**** SUPPLIED RECORDS

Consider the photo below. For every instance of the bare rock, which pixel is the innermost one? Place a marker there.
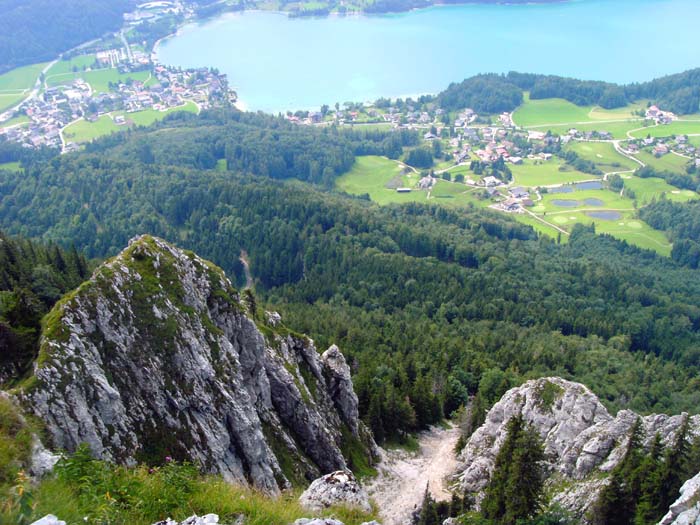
(156, 355)
(686, 509)
(337, 488)
(582, 440)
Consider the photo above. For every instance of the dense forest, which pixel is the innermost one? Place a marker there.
(32, 278)
(681, 222)
(432, 306)
(38, 31)
(255, 143)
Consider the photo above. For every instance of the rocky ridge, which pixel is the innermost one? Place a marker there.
(157, 355)
(582, 440)
(686, 509)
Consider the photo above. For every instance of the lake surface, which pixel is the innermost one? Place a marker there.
(278, 63)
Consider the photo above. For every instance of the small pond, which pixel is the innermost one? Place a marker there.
(566, 203)
(561, 189)
(605, 215)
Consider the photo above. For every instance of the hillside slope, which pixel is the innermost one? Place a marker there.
(157, 355)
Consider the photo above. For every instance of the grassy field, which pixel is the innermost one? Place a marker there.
(553, 111)
(679, 127)
(603, 154)
(16, 84)
(610, 201)
(669, 162)
(378, 177)
(9, 100)
(617, 129)
(10, 166)
(625, 226)
(21, 78)
(549, 111)
(84, 131)
(98, 79)
(372, 174)
(20, 119)
(548, 173)
(67, 66)
(653, 188)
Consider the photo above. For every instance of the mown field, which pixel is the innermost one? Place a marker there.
(548, 173)
(604, 155)
(99, 79)
(83, 131)
(679, 127)
(379, 177)
(16, 84)
(646, 190)
(669, 162)
(555, 111)
(620, 219)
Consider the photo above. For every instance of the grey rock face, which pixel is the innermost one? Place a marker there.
(686, 509)
(207, 519)
(580, 437)
(155, 356)
(337, 488)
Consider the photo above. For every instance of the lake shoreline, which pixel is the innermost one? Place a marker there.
(334, 59)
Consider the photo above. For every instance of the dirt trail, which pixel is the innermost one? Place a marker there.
(400, 485)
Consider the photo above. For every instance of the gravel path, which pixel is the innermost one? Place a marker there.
(400, 485)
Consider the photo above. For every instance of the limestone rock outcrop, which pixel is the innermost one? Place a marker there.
(156, 355)
(581, 438)
(338, 488)
(686, 509)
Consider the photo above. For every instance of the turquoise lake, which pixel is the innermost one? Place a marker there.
(278, 63)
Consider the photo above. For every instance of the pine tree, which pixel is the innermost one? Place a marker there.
(650, 470)
(675, 467)
(618, 500)
(515, 489)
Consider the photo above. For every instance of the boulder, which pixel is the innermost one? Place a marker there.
(49, 519)
(158, 347)
(583, 442)
(337, 488)
(686, 509)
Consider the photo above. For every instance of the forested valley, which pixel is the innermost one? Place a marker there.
(431, 306)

********

> **WHAT TO PRODUCE**
What is needed is an exact copy of every entry, with the pictures removed.

> **OUTPUT OF THE TASK**
Consider the photo below. For every instance of the bare rock, which pixel is the innermost one? Place a marker there.
(156, 355)
(686, 509)
(337, 488)
(582, 440)
Consider the photo above. For every instance of the dense forest, which pixel is the innermost one? Place a marker there.
(32, 278)
(681, 222)
(432, 306)
(38, 31)
(255, 143)
Consider the photo above. For every instance of the rocky ridge, which pixel is the innermost one? Place a marker there.
(157, 355)
(582, 440)
(686, 509)
Consider the photo above. For every instance of the lake surface, which pixel is the innermost one? Place a marker there.
(278, 63)
Consider the photo above. For every instance of the small pond, which pixel is the innermost one? Place a marker there.
(566, 203)
(561, 189)
(605, 215)
Consider the photo above. For every instance of the hillside slope, which pixel is the innermost one? Place a marker there.
(157, 355)
Consider the photo above. For every instance of the grassy field, which pixel is the innermost one? Place a marker there.
(553, 111)
(679, 127)
(603, 154)
(16, 84)
(610, 201)
(669, 162)
(378, 177)
(9, 100)
(617, 129)
(10, 166)
(625, 226)
(21, 78)
(549, 111)
(84, 131)
(98, 79)
(372, 174)
(20, 119)
(548, 173)
(67, 66)
(653, 188)
Consider the photo above. For every instance of the mown field, which pixel is the innermost one? Place a marker there.
(548, 173)
(604, 155)
(99, 79)
(83, 131)
(679, 127)
(379, 177)
(16, 84)
(646, 190)
(669, 162)
(555, 111)
(620, 219)
Consider the photo above. For every instance of the grey rock face, which pixel is the innermost one? Place a marker there.
(686, 509)
(207, 519)
(580, 437)
(155, 356)
(337, 488)
Consider the photo above. For every instance of the lake shoreline, which pixel is the innermost one? Place a marker there.
(334, 59)
Consider the photo above. For every instance of the dirt trail, which pixel is the innermost one? Place a marker there.
(400, 485)
Consider the photo above. For every instance of the gravel path, which pixel is the innermost one? Place a marker there.
(400, 485)
Consider the photo above. For every instance of the limestone rock outcrop, which pixel is the innermost one? Place a marker there.
(156, 355)
(581, 438)
(338, 488)
(686, 509)
Consider the photo above. For every instance of the turquoise lake, which pixel is the innermost one? Place a marker there.
(278, 63)
Consider the photo above. For every instance of the pine tree, which pixel is the innermost one? Place a marker there.
(650, 470)
(675, 467)
(618, 500)
(515, 489)
Consider the photo above. For every instance of the boulder, which pixel is the innermost one? Place a marker there.
(49, 519)
(158, 347)
(583, 442)
(337, 488)
(686, 509)
Consider the photo above. For every instance of the forested valley, which pixel is the innermost one? Place a marker there.
(431, 306)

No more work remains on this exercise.